— start TEXT SHOWN —

Greater Harrisburg's Community Magazine

She Builds: A social champion is in the house.

Crystal Brown

“I remember standing on the corner watching my house burn in my ‘New Kids on the Block’ nightie.”

That memory is one of Crystal Brown’s earliest and most formative ones, as a 5-year-old living in Ohio, forced to face a hate crime sparked by her parents’ interracial marriage.

“We were very fortunate that we were able to stay with family until my parents were able to find another home,” Brown recalled. “Actually, a person from the community let us stay with them since all of our family was in Pennsylvania.”

Thus, Brown understood from a young age that having a support system is important to maintaining stability.

“If it would not have been for family and those kind neighbors, we would have been homeless,” she said. “That is why I believe in the work we do at BHA.”

BHA stands for Brethren Housing Association, a nonprofit, interdenominational organization that owns more than 10 properties in South Allison Hill, serving about 85 adults and children a year. Their red-doored headquarters is situated in the shadow of the Capitol, on Hummel Street, across from the Mulberry Street Bridge.

— end TEXT SHOWN —
— start RECORDS —

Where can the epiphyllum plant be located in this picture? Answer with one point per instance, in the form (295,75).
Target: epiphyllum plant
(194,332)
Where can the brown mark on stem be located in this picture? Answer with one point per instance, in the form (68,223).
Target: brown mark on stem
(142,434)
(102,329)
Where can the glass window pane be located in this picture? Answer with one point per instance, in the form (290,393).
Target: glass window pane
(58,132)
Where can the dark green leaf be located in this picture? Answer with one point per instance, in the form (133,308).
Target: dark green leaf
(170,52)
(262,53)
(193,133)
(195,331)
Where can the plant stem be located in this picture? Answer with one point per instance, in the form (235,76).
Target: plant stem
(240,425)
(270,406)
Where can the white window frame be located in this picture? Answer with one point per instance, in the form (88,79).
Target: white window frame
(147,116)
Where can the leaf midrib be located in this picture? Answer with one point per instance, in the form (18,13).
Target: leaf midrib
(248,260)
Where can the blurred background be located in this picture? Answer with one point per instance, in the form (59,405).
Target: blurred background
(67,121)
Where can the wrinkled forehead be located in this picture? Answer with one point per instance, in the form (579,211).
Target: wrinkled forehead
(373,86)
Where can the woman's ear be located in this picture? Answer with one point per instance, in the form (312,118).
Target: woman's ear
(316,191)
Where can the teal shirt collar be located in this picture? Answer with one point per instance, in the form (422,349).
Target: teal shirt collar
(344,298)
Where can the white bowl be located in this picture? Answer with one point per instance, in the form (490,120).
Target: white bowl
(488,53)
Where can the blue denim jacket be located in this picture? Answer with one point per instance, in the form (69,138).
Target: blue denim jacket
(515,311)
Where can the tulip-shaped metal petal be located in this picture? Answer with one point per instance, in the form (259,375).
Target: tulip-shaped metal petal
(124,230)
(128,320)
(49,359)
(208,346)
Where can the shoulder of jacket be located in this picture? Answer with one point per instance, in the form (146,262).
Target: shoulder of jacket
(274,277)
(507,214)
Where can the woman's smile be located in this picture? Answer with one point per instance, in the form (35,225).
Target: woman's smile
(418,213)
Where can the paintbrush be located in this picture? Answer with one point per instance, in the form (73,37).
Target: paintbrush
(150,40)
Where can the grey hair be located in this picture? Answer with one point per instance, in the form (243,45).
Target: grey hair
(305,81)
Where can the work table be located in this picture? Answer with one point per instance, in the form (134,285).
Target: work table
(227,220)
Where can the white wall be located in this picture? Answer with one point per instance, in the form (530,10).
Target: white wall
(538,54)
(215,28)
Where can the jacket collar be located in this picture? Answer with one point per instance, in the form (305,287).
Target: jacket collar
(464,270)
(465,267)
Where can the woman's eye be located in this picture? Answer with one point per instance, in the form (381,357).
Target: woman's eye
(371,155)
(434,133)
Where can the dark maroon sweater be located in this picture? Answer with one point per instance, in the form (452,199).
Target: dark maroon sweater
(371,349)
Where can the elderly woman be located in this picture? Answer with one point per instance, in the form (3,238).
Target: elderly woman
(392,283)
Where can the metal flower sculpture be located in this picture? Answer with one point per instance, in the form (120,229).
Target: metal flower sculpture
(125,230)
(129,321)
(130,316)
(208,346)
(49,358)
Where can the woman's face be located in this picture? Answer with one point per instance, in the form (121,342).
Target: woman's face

— end RECORDS —

• [TASKS AND EXERCISES]:
1 – In the Crystal Brown profile, what does BHA stand for?
2 – Print everything in the Crystal Brown profile from "BHA stands for" down to "Mulberry Street Bridge.".
3 – List every place name in the Crystal Brown profile, counting only the lines after her name.

• [ANSWERS BELOW]:
1 – Brethren Housing Association

2 –
BHA stands for Brethren Housing Association, a nonprofit, interdenominational organization that owns more than 10 properties in South Allison Hill, serving about 85 adults and children a year. Their red-doored headquarters is situated in the shadow of the Capitol, on Hummel Street, across from the Mulberry Street Bridge.

3 – Ohio, Pennsylvania, South Allison Hill, the Capitol, Hummel Street, Mulberry Street Bridge